→ Exercise instructions
Select and copy each line of the records below that contains the string "foal".

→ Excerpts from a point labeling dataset
--

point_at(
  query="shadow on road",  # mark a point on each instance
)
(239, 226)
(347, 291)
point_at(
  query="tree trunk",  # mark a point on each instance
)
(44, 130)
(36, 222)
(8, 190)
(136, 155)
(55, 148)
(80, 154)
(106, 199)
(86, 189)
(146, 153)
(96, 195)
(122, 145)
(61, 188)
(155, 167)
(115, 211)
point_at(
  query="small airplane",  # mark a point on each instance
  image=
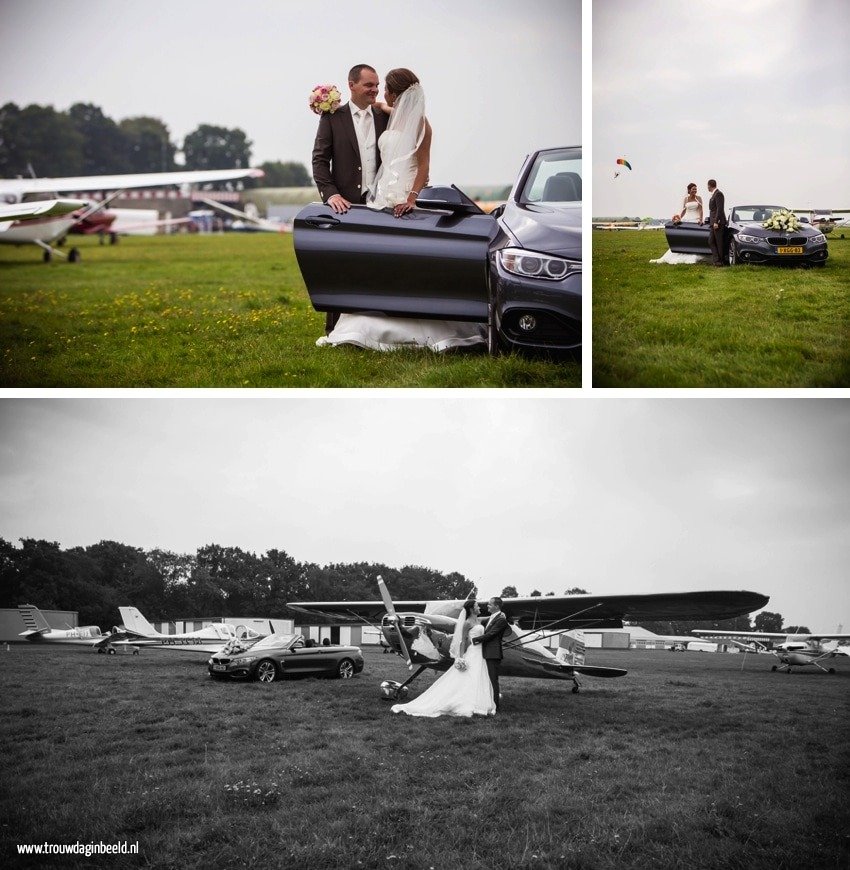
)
(792, 650)
(39, 631)
(48, 229)
(421, 631)
(250, 222)
(137, 631)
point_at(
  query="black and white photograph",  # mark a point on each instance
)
(420, 633)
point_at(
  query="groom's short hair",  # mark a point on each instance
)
(354, 72)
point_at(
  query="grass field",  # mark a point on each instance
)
(204, 311)
(698, 326)
(689, 761)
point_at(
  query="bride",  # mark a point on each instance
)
(464, 691)
(405, 148)
(691, 213)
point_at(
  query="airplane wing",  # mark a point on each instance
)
(124, 182)
(597, 611)
(24, 211)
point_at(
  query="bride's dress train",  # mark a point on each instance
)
(398, 145)
(457, 693)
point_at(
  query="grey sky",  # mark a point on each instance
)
(612, 495)
(754, 93)
(492, 70)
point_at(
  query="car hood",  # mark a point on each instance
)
(548, 229)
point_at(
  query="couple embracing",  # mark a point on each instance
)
(378, 155)
(471, 686)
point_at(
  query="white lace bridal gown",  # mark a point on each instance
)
(691, 216)
(457, 693)
(392, 186)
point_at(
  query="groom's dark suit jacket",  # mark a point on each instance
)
(336, 154)
(491, 640)
(717, 209)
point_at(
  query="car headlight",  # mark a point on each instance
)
(530, 264)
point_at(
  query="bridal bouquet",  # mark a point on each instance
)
(324, 98)
(782, 220)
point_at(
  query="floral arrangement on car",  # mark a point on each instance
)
(324, 99)
(782, 220)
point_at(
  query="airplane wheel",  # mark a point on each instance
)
(266, 671)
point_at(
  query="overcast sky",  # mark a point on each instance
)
(501, 78)
(754, 93)
(637, 495)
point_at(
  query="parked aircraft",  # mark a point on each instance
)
(251, 222)
(39, 631)
(48, 230)
(793, 650)
(421, 631)
(137, 631)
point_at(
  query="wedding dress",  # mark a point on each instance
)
(691, 216)
(457, 693)
(398, 145)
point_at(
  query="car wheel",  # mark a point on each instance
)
(266, 671)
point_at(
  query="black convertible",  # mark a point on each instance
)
(749, 241)
(517, 269)
(281, 655)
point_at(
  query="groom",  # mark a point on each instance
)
(345, 154)
(491, 643)
(717, 224)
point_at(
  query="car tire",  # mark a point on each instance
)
(266, 671)
(345, 669)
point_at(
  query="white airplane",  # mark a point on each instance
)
(38, 631)
(43, 232)
(137, 631)
(792, 650)
(250, 221)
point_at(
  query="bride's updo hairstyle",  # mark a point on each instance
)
(399, 80)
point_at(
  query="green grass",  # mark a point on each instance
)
(204, 311)
(689, 761)
(698, 326)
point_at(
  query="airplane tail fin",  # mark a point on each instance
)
(572, 648)
(134, 620)
(34, 621)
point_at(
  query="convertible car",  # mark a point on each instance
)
(517, 269)
(281, 655)
(748, 241)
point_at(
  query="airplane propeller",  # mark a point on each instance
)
(390, 607)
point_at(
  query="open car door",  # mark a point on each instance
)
(431, 262)
(687, 238)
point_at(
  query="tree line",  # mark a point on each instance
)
(39, 140)
(218, 581)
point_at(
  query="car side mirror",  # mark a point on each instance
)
(446, 199)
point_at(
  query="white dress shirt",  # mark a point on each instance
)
(364, 127)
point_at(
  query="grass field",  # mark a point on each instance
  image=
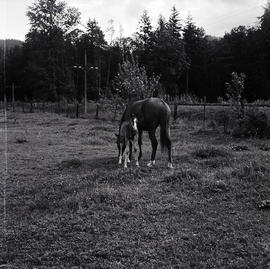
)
(69, 204)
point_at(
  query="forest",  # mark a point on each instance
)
(174, 53)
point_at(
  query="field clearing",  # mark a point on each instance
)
(69, 205)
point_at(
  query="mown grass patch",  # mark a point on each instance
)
(86, 211)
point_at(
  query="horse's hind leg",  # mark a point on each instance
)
(154, 143)
(168, 143)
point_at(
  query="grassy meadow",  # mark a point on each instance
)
(70, 205)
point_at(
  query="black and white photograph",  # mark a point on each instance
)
(134, 134)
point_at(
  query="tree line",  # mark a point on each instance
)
(178, 54)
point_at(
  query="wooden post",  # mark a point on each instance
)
(204, 116)
(175, 110)
(85, 81)
(13, 98)
(97, 111)
(77, 109)
(31, 106)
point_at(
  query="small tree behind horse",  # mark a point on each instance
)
(151, 113)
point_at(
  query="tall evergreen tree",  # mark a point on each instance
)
(174, 24)
(48, 71)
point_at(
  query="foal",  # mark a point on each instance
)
(127, 138)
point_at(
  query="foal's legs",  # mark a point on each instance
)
(130, 152)
(125, 154)
(140, 144)
(169, 145)
(154, 143)
(136, 153)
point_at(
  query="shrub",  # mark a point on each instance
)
(235, 90)
(223, 118)
(254, 124)
(133, 82)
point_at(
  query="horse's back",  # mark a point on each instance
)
(150, 112)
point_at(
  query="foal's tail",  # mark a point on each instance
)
(165, 131)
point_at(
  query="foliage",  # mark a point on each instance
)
(132, 82)
(235, 90)
(185, 59)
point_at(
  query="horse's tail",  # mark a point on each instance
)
(165, 129)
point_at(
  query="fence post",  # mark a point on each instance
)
(204, 116)
(77, 108)
(175, 110)
(97, 111)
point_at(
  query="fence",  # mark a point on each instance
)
(111, 111)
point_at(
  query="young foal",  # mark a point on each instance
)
(127, 136)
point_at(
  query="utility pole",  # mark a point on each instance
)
(85, 82)
(85, 68)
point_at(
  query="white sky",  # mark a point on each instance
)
(215, 16)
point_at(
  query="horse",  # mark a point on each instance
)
(128, 132)
(151, 113)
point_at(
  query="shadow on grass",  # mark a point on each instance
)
(95, 163)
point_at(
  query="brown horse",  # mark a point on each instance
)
(151, 113)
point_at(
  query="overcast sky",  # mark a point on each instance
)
(215, 16)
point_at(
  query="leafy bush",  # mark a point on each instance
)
(235, 90)
(254, 124)
(223, 118)
(132, 82)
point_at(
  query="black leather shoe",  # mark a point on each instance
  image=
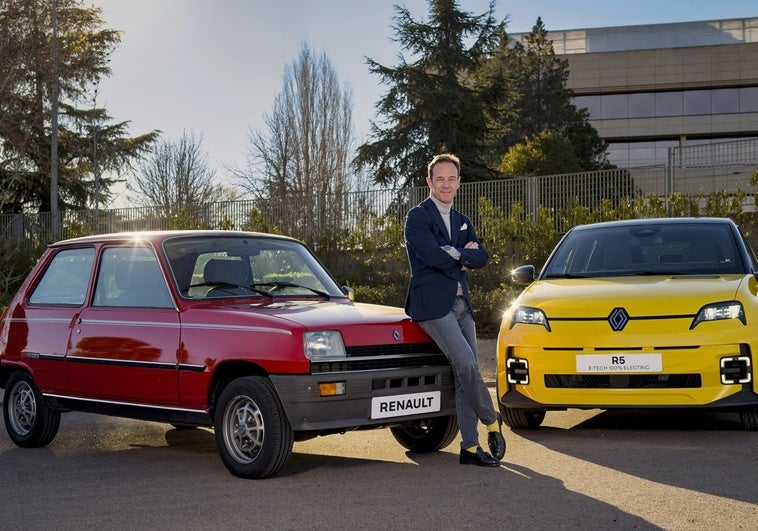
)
(480, 458)
(496, 441)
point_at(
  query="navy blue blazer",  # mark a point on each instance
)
(434, 273)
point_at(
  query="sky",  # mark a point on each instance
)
(214, 67)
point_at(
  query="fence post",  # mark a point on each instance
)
(534, 197)
(669, 185)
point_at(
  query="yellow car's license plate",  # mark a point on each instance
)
(619, 363)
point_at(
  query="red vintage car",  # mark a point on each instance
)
(244, 332)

--

→ Response to the exercise
  query="foal",  # mark a point on each instance
  query="foal's legs",  # mark a point on each instance
  query="foal's tail",  # mark a point on each instance
  query="young foal",  # mark a point on each instance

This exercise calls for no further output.